(Goal of the exercise)
Reproduce each of the entries below word for word, keeping their order and line breaks.

-- start Data in this exercise --

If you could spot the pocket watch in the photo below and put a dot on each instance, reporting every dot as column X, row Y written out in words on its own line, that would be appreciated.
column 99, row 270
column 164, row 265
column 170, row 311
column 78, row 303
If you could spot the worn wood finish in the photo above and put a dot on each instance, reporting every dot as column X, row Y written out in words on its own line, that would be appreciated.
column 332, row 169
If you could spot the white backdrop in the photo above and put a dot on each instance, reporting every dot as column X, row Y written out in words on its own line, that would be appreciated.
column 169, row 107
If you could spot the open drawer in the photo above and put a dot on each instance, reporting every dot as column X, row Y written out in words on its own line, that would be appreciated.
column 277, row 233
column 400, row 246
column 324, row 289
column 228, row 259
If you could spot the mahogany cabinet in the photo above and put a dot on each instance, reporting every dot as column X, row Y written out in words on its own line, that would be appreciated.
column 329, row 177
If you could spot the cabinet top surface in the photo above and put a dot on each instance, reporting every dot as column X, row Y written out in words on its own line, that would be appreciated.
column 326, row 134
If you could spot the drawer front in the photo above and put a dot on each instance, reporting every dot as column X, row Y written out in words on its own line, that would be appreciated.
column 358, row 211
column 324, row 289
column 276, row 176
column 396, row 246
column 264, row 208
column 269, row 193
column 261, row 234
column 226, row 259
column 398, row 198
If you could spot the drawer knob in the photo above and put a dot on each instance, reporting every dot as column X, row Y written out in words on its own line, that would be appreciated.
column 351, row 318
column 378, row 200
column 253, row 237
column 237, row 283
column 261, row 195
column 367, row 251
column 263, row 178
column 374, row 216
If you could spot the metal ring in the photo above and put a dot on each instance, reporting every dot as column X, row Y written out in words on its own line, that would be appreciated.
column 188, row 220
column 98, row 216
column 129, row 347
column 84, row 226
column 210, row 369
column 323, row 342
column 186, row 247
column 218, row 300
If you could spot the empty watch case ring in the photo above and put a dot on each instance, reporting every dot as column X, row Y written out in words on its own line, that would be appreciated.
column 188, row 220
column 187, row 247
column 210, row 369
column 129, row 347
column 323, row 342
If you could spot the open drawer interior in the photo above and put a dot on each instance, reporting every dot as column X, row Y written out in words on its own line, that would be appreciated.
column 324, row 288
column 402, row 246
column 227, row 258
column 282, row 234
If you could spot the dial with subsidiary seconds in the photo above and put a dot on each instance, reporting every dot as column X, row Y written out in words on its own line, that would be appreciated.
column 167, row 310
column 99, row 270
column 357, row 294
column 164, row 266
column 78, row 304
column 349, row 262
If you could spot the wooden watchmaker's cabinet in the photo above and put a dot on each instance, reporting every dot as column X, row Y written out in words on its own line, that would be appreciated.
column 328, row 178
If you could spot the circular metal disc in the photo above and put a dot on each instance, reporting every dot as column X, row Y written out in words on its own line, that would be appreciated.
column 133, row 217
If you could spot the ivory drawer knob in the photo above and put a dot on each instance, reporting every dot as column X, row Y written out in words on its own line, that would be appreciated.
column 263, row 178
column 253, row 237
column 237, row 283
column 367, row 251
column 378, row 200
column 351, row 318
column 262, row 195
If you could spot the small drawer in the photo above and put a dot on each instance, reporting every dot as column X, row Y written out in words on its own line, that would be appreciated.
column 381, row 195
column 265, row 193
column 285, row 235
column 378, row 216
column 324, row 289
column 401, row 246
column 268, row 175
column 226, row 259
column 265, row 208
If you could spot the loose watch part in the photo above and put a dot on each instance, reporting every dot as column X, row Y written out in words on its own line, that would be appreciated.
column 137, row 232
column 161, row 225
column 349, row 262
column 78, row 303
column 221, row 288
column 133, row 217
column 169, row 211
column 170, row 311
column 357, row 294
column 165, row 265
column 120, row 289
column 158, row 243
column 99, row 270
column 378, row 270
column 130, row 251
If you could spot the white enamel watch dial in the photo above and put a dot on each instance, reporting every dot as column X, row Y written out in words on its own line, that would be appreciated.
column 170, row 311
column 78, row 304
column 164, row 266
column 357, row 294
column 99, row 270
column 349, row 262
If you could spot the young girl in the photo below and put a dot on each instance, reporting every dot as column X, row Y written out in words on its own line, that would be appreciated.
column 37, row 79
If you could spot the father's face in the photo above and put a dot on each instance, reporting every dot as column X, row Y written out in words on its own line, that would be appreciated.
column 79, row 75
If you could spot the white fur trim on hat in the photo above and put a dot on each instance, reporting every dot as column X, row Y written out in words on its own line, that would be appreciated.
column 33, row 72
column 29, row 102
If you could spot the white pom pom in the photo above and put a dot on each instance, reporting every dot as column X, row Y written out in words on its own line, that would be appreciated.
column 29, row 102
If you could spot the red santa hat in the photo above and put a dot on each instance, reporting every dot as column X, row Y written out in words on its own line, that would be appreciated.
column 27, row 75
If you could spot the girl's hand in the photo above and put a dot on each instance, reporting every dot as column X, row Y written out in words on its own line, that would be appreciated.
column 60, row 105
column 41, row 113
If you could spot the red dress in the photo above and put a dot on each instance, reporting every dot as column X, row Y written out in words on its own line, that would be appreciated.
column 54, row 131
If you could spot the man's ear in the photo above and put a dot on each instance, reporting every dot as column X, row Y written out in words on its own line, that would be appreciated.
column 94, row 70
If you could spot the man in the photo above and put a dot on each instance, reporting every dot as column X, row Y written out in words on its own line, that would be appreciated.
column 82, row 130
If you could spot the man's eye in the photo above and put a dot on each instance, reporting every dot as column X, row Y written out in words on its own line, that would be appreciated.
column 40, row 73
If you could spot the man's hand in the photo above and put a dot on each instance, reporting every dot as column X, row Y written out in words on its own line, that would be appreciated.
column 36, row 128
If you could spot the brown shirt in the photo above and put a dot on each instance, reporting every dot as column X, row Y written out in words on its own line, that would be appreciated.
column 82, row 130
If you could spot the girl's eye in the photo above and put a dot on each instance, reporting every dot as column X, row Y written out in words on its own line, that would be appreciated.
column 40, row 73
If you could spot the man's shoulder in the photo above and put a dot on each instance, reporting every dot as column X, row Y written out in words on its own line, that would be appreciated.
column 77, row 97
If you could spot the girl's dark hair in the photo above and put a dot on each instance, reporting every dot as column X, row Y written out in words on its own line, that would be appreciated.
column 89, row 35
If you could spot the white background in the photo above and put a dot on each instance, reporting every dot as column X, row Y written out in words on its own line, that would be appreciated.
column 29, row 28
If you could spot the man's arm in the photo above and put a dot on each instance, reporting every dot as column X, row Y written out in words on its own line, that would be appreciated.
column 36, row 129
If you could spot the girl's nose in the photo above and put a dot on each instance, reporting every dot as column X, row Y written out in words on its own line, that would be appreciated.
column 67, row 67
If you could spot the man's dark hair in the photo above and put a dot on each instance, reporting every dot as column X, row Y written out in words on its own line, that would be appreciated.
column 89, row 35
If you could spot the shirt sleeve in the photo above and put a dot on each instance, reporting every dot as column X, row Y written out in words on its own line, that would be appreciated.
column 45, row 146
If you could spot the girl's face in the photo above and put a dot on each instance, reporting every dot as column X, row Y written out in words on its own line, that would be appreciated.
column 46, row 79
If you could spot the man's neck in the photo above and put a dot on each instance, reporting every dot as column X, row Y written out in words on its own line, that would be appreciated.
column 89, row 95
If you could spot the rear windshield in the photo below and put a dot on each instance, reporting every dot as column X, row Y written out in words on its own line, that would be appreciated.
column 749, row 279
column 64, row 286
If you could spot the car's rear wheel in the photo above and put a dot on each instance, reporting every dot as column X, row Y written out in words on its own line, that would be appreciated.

-- end Data in this exercise --

(Answer in full)
If you could spot the pocket watch in the photo below and put a dot on each instance, reporting every dot as column X, row Y written out in words on its own line, that would be appreciated.
column 99, row 270
column 164, row 265
column 170, row 311
column 78, row 303
If you could spot the worn wood finish in the photo above and put a dot on each instance, reporting every dot as column X, row Y written out in words on its own line, that would be appreciated.
column 332, row 169
If you could spot the white backdrop in the photo above and put a dot on each instance, reporting every dot as column X, row Y written out in words on its own line, that would be appreciated.
column 169, row 107
If you could spot the open drawer in the photo above and put a dot on each instance, reporting every dot as column X, row Y written out in words on its own line, that would be appreciated.
column 277, row 233
column 400, row 246
column 324, row 289
column 228, row 259
If you could spot the mahogany cabinet in the photo above and put a dot on each instance, reporting every dot as column X, row Y written out in words on its own line, that would be appreciated.
column 329, row 177
If you could spot the cabinet top surface in the photo above and put a dot on each instance, reporting every dot as column X, row Y written out in words on its own line, that would be appreciated.
column 326, row 134
If you could spot the drawer front in the photo above and put a dot on each instance, reporting every dot as column X, row Y written out in words on its own line, that would be appreciated.
column 358, row 211
column 324, row 289
column 276, row 176
column 396, row 246
column 264, row 208
column 269, row 193
column 261, row 234
column 226, row 259
column 398, row 198
If you could spot the drawer knob in the photo above and put a dot on each instance, reporting every dot as column X, row Y written out in words on its own line, that would be appreciated.
column 351, row 318
column 378, row 200
column 253, row 237
column 237, row 283
column 261, row 195
column 367, row 251
column 263, row 178
column 374, row 216
If you could spot the metal ring in the photo above and put a dot on each instance, reporting every dot as column X, row Y written out in words on its own line, that would be appreciated.
column 188, row 220
column 98, row 216
column 129, row 347
column 84, row 226
column 210, row 369
column 323, row 342
column 186, row 247
column 218, row 300
If you could spot the empty watch case ring in the photo above and put a dot on each instance, reporting every dot as column X, row Y written out in words on its own line, that would be appreciated.
column 188, row 220
column 187, row 247
column 210, row 369
column 129, row 347
column 323, row 342
If you could spot the open drawer interior in the photo above and put a dot on each instance, reporting every dot as column X, row Y written out in words on its own line, that would be appreciated.
column 324, row 288
column 402, row 246
column 227, row 258
column 282, row 234
If you could spot the dial with subsidiary seconds in the photo above and put a dot on each instance, reporting every dot as column X, row Y written out in words on its own line, that would be appreciated.
column 167, row 310
column 99, row 270
column 357, row 294
column 164, row 266
column 78, row 304
column 349, row 262
If you could spot the wooden watchmaker's cabinet in the photo above and put a dot on each instance, reporting every dot as column X, row Y written out in words on its own line, that would be appreciated.
column 328, row 178
If you could spot the circular metal disc in the photo above and put a dot on each instance, reporting every dot as column X, row Y written out in words on its own line, that would be appreciated.
column 133, row 217
If you could spot the ivory drawer knob in the photo above and put a dot on each instance, reporting every dot as column X, row Y written out in words on its own line, that would be appreciated.
column 263, row 178
column 253, row 237
column 237, row 283
column 367, row 251
column 378, row 200
column 351, row 318
column 262, row 195
If you could spot the small drawer in the photo above and put a dot on each instance, reporting every dot as column X, row Y written out in words on its own line, that would be appreciated.
column 381, row 195
column 265, row 193
column 285, row 235
column 378, row 216
column 324, row 289
column 401, row 246
column 268, row 175
column 226, row 259
column 265, row 208
If you could spot the loose watch part in the photo above and put a dot on each instance, reporting every dot as column X, row Y written out in words on its own line, that would be appreciated.
column 137, row 232
column 161, row 225
column 349, row 262
column 78, row 303
column 221, row 288
column 133, row 217
column 169, row 211
column 170, row 311
column 357, row 294
column 165, row 265
column 120, row 289
column 158, row 243
column 99, row 270
column 378, row 270
column 130, row 251
If you could spot the white enamel watch dial in the photo above and put a dot on each instance, reporting every dot as column X, row Y written out in words on its own line, that would be appreciated.
column 170, row 311
column 78, row 304
column 164, row 266
column 357, row 294
column 99, row 270
column 349, row 262
If you could spot the young girl in the photo below and put a dot on each instance, reporting every dot as column X, row Y written out in words on its own line, that would be appreciated.
column 37, row 79
If you could spot the father's face in the photo above and put a dot on each instance, reporting every dot as column X, row Y written out in words on its own line, that would be appreciated.
column 79, row 75
If you could spot the white fur trim on hat in the photo above and put a dot on each instance, reporting every dot as column X, row Y written out in words on its own line, that would be appreciated.
column 33, row 72
column 29, row 102
If you could spot the white pom pom in the photo above and put a dot on each instance, reporting every dot as column X, row Y written out in words on its own line, that would be appreciated.
column 29, row 102
If you could spot the red santa hat in the photo above and put a dot on each instance, reporting every dot as column X, row Y written out in words on its own line, that would be appreciated.
column 27, row 75
If you could spot the girl's hand in the photo above and put a dot on each instance, reporting every dot as column X, row Y written out in words on its own line, that would be appreciated.
column 60, row 105
column 41, row 113
If you could spot the red dress in the photo above and put a dot on each instance, reporting every dot as column X, row Y written out in words on its own line, that would be appreciated.
column 54, row 131
If you could spot the man's ear in the photo above and put a dot on each instance, reporting every dot as column X, row Y written out in words on its own line, that would be appreciated.
column 94, row 70
If you could spot the man in the photo above and put a dot on each instance, reporting every dot as column X, row Y written out in words on its own line, that would be appreciated.
column 82, row 130
If you could spot the man's eye in the photo above and put a dot on each instance, reporting every dot as column X, row Y written out in words on its own line, that would be appreciated.
column 40, row 73
If you could spot the man's hand in the photo above and put a dot on each instance, reporting every dot as column X, row Y written out in words on its own line, that would be appreciated.
column 36, row 128
If you could spot the brown shirt in the photo above and put a dot on each instance, reporting every dot as column X, row Y written out in words on its own line, that would be appreciated.
column 82, row 130
If you could spot the girl's eye in the photo above and put a dot on each instance, reporting every dot as column X, row Y written out in words on its own line, that would be appreciated.
column 40, row 73
If you could spot the man's shoulder in the photo above and put a dot on each instance, reporting every dot as column X, row Y written out in words on its own line, that would be appreciated.
column 77, row 97
If you could spot the girl's dark hair in the photo above and put a dot on each instance, reporting every dot as column X, row Y written out in words on its own line, that would be appreciated.
column 89, row 35
If you could spot the white background in the photo above and put a dot on each instance, reporting every dot as column X, row Y written out in words on its own line, that would be appreciated.
column 29, row 28
If you could spot the man's arm in the photo above and put a dot on each instance, reporting every dot as column X, row Y written out in words on its own line, that would be appreciated.
column 36, row 129
If you could spot the girl's nose in the photo above and put a dot on each instance, reporting every dot as column X, row Y written out in words on its own line, that would be appreciated.
column 67, row 67
If you could spot the man's dark hair in the photo above and put a dot on each instance, reporting every dot as column X, row Y written out in words on its own line, that would be appreciated.
column 89, row 35
If you could spot the shirt sleeve in the photo above and put a dot on each instance, reporting every dot as column X, row Y written out in words on its own line, that would be appreciated.
column 45, row 146
If you could spot the girl's face in the photo above and put a dot on each instance, reporting every dot as column X, row Y written out in words on its own line, that would be appreciated.
column 46, row 79
If you could spot the man's neck in the photo above and put a dot on each instance, reporting every dot as column X, row Y written out in words on its own line, that would be appreciated.
column 89, row 95
If you could spot the rear windshield in the photo below and put a dot on each instance, reporting every dot as column X, row Y written out in words on its own line, that would be appreciated.
column 749, row 279
column 64, row 286
If you could spot the car's rear wheel in the photo above and put a dot on each instance, reporting every dot as column X, row Y written out in words on its own line, that would be appreciated.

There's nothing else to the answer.